== INPUT

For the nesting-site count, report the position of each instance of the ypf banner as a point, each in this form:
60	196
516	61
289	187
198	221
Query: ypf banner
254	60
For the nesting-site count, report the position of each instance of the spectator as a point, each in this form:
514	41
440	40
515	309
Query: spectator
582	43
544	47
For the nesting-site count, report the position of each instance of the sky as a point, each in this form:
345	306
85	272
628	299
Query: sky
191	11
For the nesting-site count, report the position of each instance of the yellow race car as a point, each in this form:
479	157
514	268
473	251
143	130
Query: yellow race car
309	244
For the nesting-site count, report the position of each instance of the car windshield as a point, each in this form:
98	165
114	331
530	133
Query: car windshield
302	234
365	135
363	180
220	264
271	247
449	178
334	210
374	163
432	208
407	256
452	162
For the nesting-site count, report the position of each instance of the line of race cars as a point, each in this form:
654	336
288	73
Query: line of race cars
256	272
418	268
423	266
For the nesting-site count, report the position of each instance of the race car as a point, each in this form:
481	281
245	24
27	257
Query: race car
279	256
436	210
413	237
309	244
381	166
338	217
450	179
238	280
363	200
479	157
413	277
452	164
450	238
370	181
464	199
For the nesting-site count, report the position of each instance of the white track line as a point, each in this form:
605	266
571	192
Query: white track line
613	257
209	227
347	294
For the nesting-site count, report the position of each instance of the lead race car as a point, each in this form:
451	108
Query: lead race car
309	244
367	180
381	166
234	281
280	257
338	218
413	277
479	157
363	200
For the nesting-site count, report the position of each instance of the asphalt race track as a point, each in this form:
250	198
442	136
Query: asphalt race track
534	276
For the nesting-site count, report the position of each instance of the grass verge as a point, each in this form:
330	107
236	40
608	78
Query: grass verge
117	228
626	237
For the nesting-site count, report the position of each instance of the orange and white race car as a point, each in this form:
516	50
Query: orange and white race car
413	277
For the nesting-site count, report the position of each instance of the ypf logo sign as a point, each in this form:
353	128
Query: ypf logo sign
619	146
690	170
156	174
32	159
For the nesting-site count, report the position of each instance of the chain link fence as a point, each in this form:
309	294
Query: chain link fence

====
== INPUT

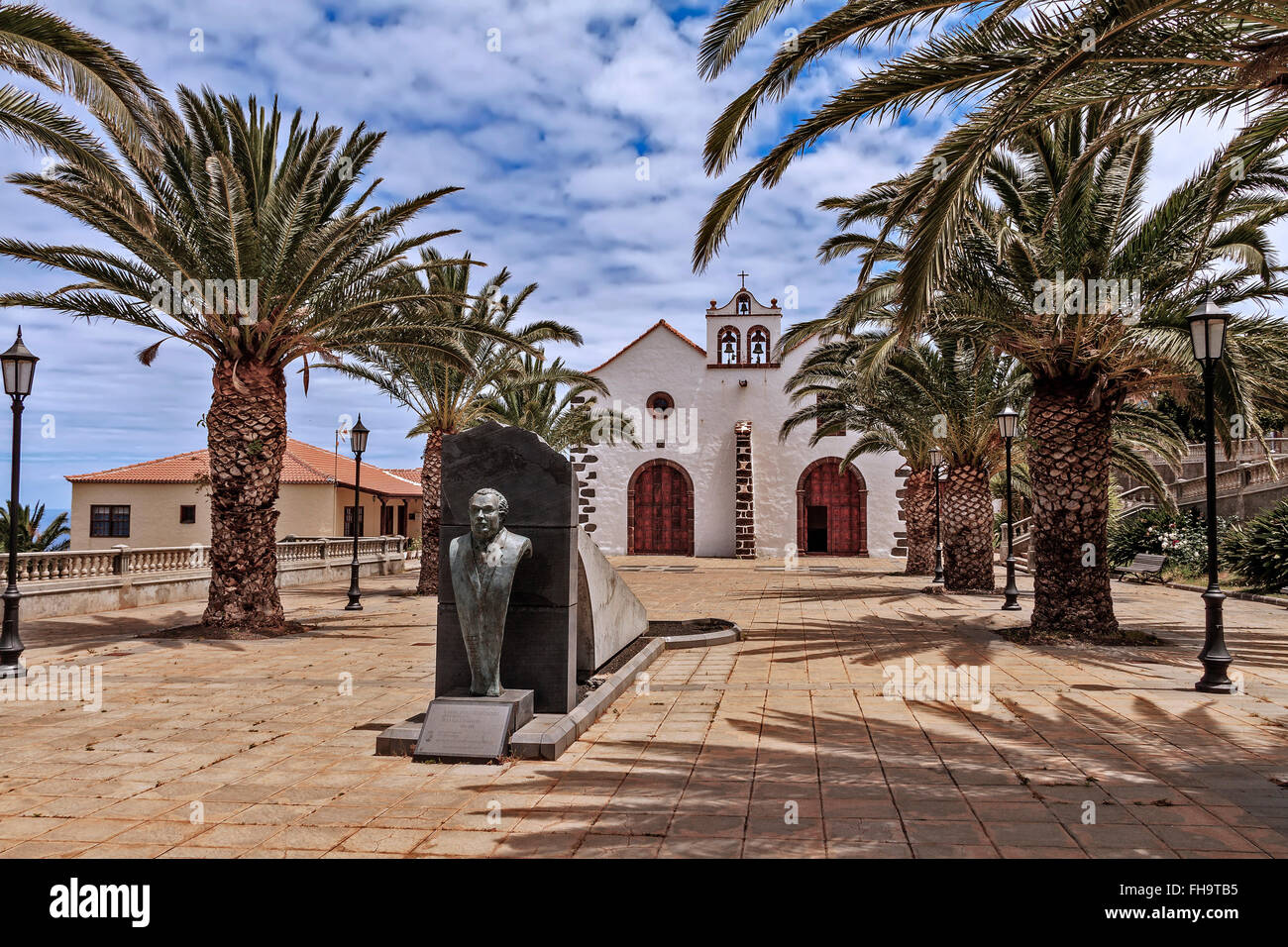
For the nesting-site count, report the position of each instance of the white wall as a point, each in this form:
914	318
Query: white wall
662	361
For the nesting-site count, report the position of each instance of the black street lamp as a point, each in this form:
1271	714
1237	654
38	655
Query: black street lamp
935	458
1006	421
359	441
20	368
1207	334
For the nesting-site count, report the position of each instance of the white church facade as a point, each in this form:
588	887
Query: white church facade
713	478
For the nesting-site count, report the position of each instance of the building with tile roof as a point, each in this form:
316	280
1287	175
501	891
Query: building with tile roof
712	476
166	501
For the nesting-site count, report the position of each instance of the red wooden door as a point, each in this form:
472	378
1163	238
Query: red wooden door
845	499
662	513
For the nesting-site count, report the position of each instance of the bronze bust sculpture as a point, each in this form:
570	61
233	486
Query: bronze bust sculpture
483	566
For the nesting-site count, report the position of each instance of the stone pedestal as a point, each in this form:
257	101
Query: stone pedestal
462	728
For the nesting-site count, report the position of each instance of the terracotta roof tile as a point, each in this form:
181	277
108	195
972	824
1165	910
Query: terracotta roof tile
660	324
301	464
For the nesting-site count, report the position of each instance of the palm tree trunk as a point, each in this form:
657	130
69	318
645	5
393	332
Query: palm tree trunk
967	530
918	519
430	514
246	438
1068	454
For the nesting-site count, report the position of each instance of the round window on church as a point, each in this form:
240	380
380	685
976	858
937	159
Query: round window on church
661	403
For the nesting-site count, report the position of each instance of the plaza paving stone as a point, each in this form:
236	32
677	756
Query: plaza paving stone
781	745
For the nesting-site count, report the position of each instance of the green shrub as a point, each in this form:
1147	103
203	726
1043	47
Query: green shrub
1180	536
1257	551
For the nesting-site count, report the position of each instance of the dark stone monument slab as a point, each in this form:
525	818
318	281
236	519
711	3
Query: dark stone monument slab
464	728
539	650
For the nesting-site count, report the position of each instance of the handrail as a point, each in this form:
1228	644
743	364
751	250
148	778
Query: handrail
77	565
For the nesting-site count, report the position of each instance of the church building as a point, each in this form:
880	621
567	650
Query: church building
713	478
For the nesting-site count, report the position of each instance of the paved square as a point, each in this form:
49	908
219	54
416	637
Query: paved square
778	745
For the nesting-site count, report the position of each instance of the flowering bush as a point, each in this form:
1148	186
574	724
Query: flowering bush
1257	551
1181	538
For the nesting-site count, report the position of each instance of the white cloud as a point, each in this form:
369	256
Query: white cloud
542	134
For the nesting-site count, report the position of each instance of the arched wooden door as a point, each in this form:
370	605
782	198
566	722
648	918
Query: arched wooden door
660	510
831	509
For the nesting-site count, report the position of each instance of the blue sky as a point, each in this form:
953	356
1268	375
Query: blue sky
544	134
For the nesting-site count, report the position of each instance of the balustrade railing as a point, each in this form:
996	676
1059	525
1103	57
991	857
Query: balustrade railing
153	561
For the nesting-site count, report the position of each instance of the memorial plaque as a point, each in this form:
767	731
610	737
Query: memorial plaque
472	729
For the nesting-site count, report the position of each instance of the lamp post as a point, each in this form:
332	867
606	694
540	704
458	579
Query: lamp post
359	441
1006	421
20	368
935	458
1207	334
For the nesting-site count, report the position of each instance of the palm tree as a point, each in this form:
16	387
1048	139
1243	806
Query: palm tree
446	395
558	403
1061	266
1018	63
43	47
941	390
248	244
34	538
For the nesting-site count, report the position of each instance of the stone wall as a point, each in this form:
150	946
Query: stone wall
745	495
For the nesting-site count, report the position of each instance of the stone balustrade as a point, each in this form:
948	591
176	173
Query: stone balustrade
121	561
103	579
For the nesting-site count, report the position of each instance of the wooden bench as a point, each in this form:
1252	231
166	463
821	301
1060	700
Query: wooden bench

====
== INPUT

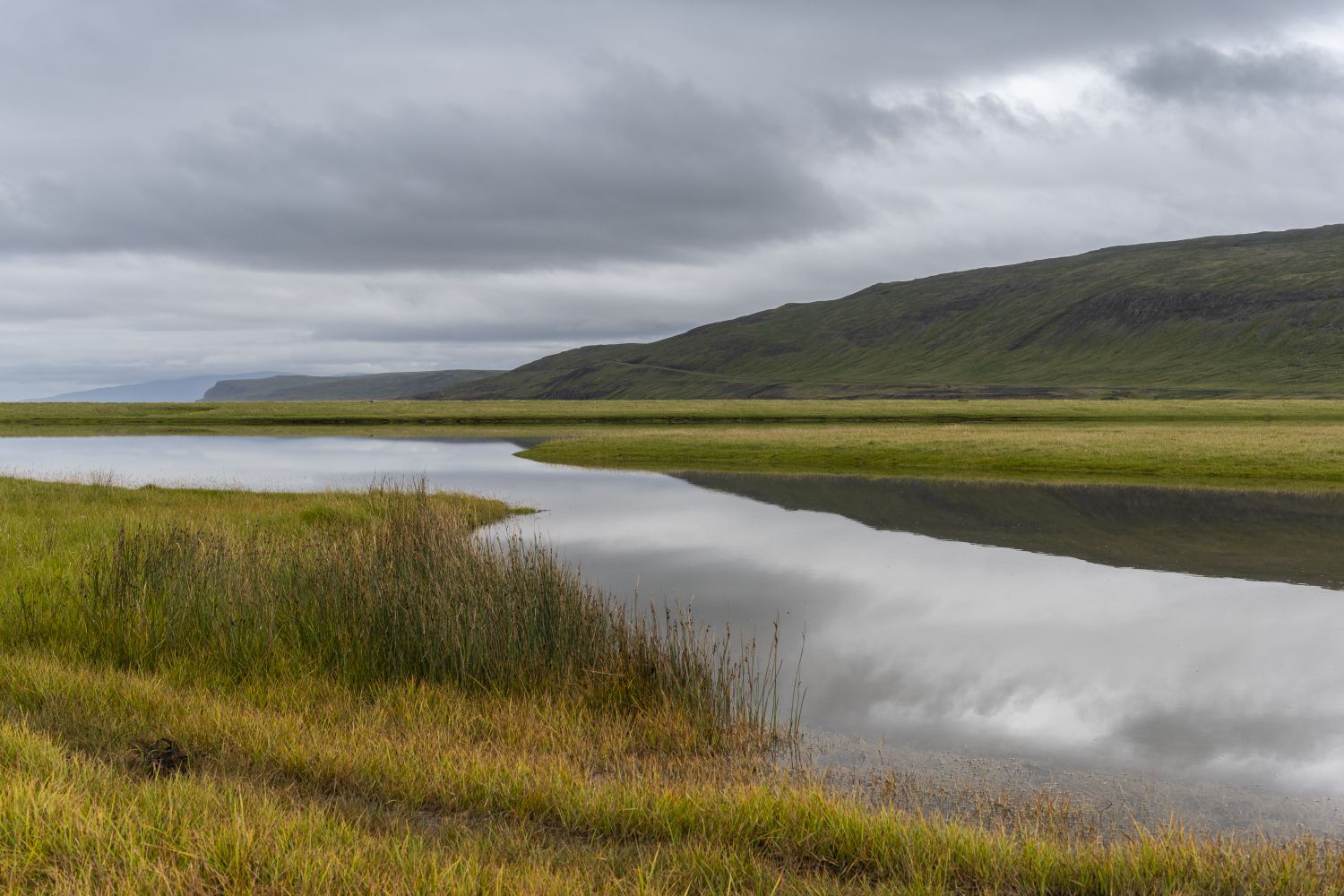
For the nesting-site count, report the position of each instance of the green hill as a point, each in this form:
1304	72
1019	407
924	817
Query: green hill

====

◆ **WHAT TO DO**:
Within the records above, each line containing "link" is to be returned.

◆ **EXERCISE OUTPUT**:
For the nesting-site count, report the position of each instance of the chain link fence as a point, each in this form:
Query: chain link fence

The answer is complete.